● SOURCE:
________

A System That Pays Its Own Way: Why American Aviation Deserves a Regulator That Treats It Like a Partner, Not an Adversary

For more than a century, American aviation has stood as a symbol of national greatness — a showcase of American engineering, grit, and independence. But today, aviation represents something else entirely: a rare federal system that almost completely pays for itself. Unlike highways, rail, or mass transit, which rely heavily on general taxpayer funding, the U.S. aviation system is supported overwhelmingly by the very people who use it.

Through ticket taxes, segment fees, air-cargo levies, international arrival charges, fuel excise taxes, and TSA security fees, aviation users pour $24–26 billion into federal coffers every year. It is one of the most consistently self-funded national infrastructures in the United States.

Yet despite this, pilots, mechanics, instructors, flight-school operators, air carriers, and business-aviation owners increasingly feel that the Federal Aviation Administration — the agency they fund — treats them less like partners and more like adversaries.

Their frustrations reveal a deeper truth:

Aviation doesn’t need more bureaucracy. It needs real leadership. And with the right leadership, American aviation could be the first major federal transportation system to become fully self-funded — and even generate a surplus.

The Money Trail That Washington Rarely Talks About

 

The popular narrative is that aviation is a complex burden on Washington — something the government generously sustains through “federal investment.” That narrative is wrong.

________

● SUPPLIED DATA:
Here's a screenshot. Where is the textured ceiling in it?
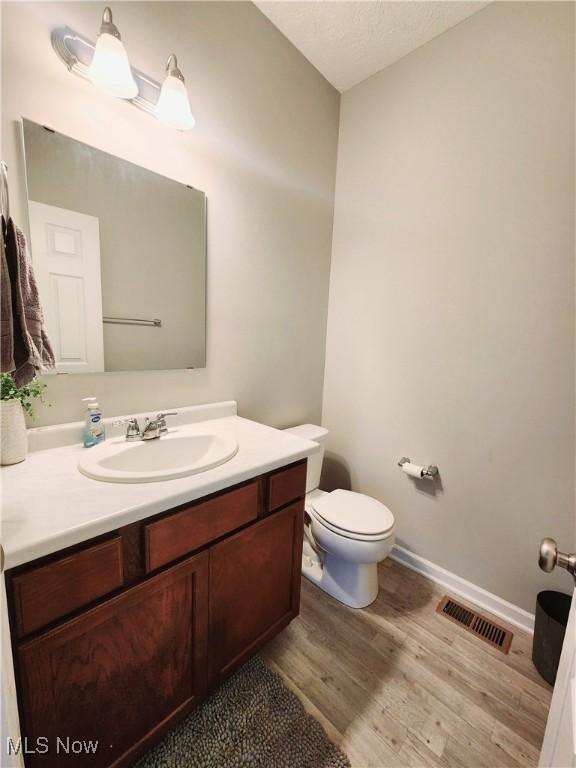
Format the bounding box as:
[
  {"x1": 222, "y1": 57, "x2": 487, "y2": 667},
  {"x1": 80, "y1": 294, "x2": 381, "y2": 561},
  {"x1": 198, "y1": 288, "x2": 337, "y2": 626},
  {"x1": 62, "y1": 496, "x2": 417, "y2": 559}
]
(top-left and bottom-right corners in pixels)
[{"x1": 255, "y1": 0, "x2": 488, "y2": 91}]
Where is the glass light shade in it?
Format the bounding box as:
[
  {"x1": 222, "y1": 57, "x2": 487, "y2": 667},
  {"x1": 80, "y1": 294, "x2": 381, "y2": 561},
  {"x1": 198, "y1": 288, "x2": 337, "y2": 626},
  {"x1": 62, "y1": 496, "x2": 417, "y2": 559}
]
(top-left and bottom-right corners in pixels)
[
  {"x1": 88, "y1": 32, "x2": 138, "y2": 99},
  {"x1": 154, "y1": 75, "x2": 196, "y2": 131}
]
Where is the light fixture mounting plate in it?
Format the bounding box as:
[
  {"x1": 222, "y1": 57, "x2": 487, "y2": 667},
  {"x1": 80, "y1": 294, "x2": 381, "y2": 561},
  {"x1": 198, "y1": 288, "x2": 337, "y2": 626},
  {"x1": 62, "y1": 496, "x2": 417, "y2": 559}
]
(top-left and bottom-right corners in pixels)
[{"x1": 51, "y1": 27, "x2": 161, "y2": 114}]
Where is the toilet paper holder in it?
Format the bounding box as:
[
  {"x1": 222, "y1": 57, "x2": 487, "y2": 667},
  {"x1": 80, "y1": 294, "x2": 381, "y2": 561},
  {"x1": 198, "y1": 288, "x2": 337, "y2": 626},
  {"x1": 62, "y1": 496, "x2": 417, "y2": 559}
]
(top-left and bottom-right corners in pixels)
[{"x1": 398, "y1": 456, "x2": 438, "y2": 480}]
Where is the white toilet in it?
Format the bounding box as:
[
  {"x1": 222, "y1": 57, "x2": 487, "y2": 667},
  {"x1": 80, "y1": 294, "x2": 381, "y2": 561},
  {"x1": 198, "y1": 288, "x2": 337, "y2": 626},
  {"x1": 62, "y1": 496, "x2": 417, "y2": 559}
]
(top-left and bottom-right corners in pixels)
[{"x1": 286, "y1": 424, "x2": 394, "y2": 608}]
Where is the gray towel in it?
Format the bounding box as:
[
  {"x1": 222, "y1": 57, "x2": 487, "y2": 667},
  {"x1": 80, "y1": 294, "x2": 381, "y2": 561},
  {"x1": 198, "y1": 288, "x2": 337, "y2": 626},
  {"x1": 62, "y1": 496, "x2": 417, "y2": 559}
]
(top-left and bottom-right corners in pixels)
[
  {"x1": 0, "y1": 217, "x2": 16, "y2": 373},
  {"x1": 2, "y1": 219, "x2": 56, "y2": 387}
]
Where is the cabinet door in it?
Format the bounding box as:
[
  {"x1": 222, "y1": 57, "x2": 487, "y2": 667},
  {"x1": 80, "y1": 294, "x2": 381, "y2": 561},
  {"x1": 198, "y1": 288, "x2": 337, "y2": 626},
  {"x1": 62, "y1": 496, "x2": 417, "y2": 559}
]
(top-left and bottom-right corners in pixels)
[
  {"x1": 208, "y1": 501, "x2": 304, "y2": 686},
  {"x1": 18, "y1": 553, "x2": 208, "y2": 768}
]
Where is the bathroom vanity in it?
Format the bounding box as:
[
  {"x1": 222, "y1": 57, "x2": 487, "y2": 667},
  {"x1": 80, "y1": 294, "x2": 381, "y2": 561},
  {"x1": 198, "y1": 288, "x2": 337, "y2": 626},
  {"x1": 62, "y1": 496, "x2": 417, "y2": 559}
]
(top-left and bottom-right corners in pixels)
[{"x1": 5, "y1": 404, "x2": 314, "y2": 768}]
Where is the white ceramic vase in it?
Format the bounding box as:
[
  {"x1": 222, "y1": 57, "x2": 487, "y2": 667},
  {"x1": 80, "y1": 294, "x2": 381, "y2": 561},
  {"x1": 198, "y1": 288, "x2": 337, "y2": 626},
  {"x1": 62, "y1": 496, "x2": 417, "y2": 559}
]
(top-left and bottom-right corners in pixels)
[{"x1": 0, "y1": 400, "x2": 28, "y2": 465}]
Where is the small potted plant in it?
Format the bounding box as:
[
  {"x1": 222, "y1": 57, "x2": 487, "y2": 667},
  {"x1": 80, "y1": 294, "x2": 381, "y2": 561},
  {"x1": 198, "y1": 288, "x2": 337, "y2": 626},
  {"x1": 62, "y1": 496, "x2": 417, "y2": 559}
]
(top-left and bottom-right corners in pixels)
[{"x1": 0, "y1": 373, "x2": 46, "y2": 464}]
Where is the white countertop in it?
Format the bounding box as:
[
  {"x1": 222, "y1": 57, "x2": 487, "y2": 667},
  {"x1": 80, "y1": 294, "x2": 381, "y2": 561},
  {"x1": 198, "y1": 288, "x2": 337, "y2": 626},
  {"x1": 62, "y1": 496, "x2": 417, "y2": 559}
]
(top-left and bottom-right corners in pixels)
[{"x1": 0, "y1": 402, "x2": 319, "y2": 569}]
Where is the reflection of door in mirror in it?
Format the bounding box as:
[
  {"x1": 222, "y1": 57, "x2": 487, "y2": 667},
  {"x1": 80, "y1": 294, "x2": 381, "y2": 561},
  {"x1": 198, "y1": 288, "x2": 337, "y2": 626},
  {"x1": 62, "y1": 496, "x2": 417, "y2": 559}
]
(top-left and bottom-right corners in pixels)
[{"x1": 29, "y1": 200, "x2": 104, "y2": 373}]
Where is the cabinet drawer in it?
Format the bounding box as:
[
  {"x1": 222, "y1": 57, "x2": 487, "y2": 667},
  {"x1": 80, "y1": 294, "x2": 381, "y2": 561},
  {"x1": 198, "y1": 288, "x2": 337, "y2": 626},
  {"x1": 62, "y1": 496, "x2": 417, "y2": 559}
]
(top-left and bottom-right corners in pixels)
[
  {"x1": 12, "y1": 536, "x2": 124, "y2": 637},
  {"x1": 266, "y1": 461, "x2": 306, "y2": 512},
  {"x1": 144, "y1": 482, "x2": 258, "y2": 571}
]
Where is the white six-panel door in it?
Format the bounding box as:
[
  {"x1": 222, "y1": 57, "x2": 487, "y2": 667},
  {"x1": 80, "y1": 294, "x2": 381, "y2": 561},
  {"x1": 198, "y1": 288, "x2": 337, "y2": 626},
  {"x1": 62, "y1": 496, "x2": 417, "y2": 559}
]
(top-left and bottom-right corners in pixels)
[
  {"x1": 29, "y1": 201, "x2": 104, "y2": 373},
  {"x1": 539, "y1": 590, "x2": 576, "y2": 768}
]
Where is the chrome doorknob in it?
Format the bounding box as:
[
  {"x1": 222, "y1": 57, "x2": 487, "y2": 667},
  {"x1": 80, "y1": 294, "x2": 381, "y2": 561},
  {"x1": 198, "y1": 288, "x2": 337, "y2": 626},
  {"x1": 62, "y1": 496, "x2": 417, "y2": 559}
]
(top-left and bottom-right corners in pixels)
[
  {"x1": 538, "y1": 539, "x2": 558, "y2": 573},
  {"x1": 538, "y1": 538, "x2": 576, "y2": 581}
]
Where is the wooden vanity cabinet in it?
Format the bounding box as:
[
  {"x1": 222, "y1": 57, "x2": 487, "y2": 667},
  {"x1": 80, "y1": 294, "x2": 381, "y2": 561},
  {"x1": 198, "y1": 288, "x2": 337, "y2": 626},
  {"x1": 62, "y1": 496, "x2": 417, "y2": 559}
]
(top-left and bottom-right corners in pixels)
[
  {"x1": 6, "y1": 461, "x2": 306, "y2": 768},
  {"x1": 208, "y1": 502, "x2": 303, "y2": 686},
  {"x1": 18, "y1": 553, "x2": 208, "y2": 768}
]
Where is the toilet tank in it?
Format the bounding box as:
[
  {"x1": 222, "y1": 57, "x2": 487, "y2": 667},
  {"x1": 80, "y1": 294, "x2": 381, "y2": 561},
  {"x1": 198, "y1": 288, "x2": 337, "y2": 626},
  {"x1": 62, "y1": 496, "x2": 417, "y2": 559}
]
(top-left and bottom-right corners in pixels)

________

● TASKS TO PERFORM:
1. Answer these from the article on aviation funding, one answer per line:
(a) How much money do aviation users put into federal coffers each year?
(b) Which three transportation systems does the article say rely heavily on general taxpayer funding?
(c) What does the article say aviation needs instead of more bureaucracy?
2. List every tax, fee, levy, or charge that the article on aviation funding names as a way aviation users pay money to the federal government.

● ANSWERS IN ORDER:
1.
(a) $24–26 billion
(b) Highways, rail, and mass transit
(c) Real leadership

2.
Ticket taxes
Segment fees
Air-cargo levies
International arrival charges
Fuel excise taxes
TSA security fees